◆ Reading passage

II-SDV 2015: The International Information Conference on Search, Data Mining and Visualization

May 12 2015

The recent two day II-SDV meeting in the beautiful town of Nice on the Côte d’Azur, France, started with a day of talks considering the question of how to best maximise the value of data extracted from a wide range of sources: patents, full text articles and even big data.

The programme kicked off with a presentation from Aleksander Kapisoda from Boehringer Ingelheim (BI) describing how innovative use of custom search techniques beyond that currently offered by standard public search machines can bring tangible benefits to a global pharmaceutical company.

One theme that emerged was the potential use of text mining particularly in constructing landscapes related to emerging technologies. Jane List (Extract information UK) described some of the tools, workflows, and visualisations for patent landscaping, with a great quote from Marcel Proust: “The real voyage of discovery consists not in seeking new landscapes, but in having new eyes”. Emmanuelle Fortune (INIP, France) discussed the ability to classify world cities dubbed “Smart Cities” as hubs for technological development directly from mining the patent literature.

◆ Given entries
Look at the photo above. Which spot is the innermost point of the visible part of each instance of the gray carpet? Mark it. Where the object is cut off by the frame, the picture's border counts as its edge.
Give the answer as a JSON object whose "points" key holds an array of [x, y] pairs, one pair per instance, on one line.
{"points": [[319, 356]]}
==
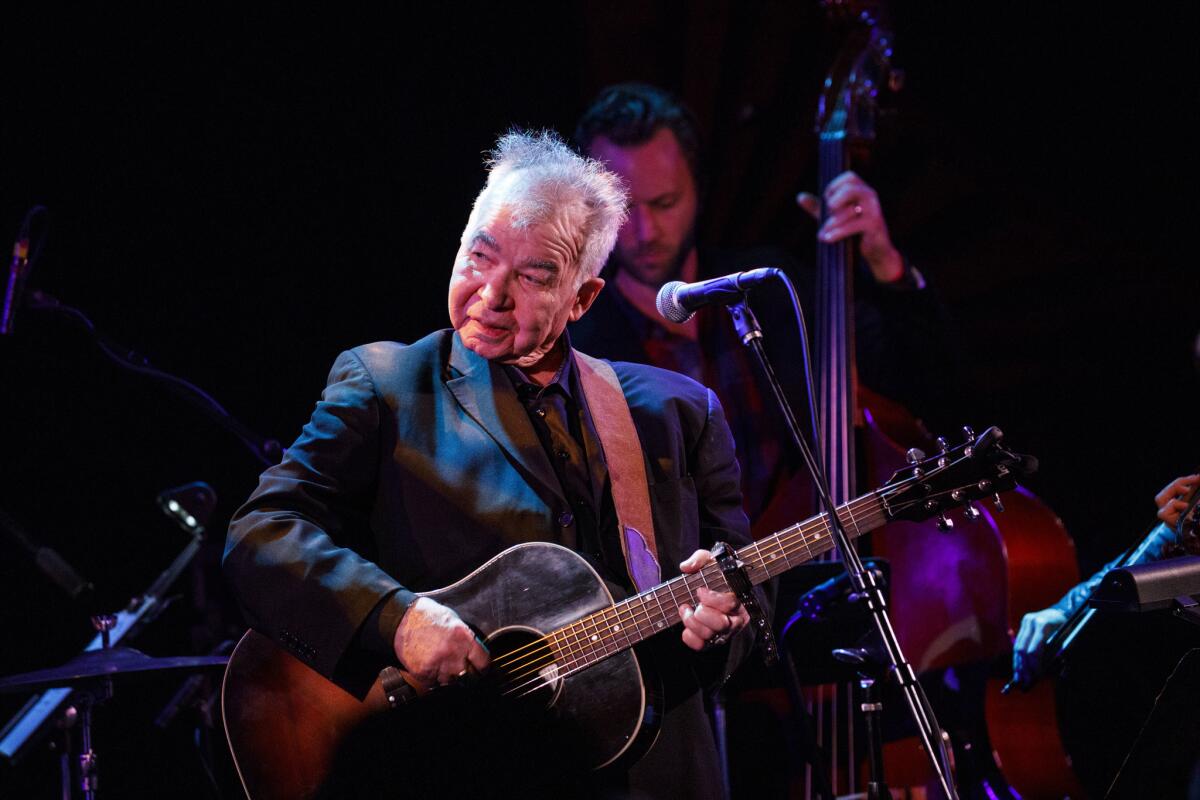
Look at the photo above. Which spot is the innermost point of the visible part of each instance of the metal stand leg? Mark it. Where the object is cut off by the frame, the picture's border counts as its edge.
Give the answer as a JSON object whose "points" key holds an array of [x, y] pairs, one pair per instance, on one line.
--
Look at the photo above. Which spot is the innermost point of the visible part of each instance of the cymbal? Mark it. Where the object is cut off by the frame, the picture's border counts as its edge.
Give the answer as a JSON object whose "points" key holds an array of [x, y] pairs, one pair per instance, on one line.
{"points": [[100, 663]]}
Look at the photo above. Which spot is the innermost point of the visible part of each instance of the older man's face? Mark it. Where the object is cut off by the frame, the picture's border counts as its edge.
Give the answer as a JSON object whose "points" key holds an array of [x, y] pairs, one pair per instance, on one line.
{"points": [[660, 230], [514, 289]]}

◆ Work to be completed
Reproduce the full II-SDV 2015 conference report word for word, from its title line to its final sentence.

◆ Solution to the problem
II-SDV 2015: The International Information Conference on Search, Data Mining and Visualization

May 12 2015

The recent two day II-SDV meeting in the beautiful town of Nice on the Côte d’Azur, France, started with a day of talks considering the question of how to best maximise the value of data extracted from a wide range of sources: patents, full text articles and even big data.

The programme kicked off with a presentation from Aleksander Kapisoda from Boehringer Ingelheim (BI) describing how innovative use of custom search techniques beyond that currently offered by standard public search machines can bring tangible benefits to a global pharmaceutical company.

One theme that emerged was the potential use of text mining particularly in constructing landscapes related to emerging technologies. Jane List (Extract information UK) described some of the tools, workflows, and visualisations for patent landscaping, with a great quote from Marcel Proust: “The real voyage of discovery consists not in seeking new landscapes, but in having new eyes”. Emmanuelle Fortune (INIP, France) discussed the ability to classify world cities dubbed “Smart Cities” as hubs for technological development directly from mining the patent literature.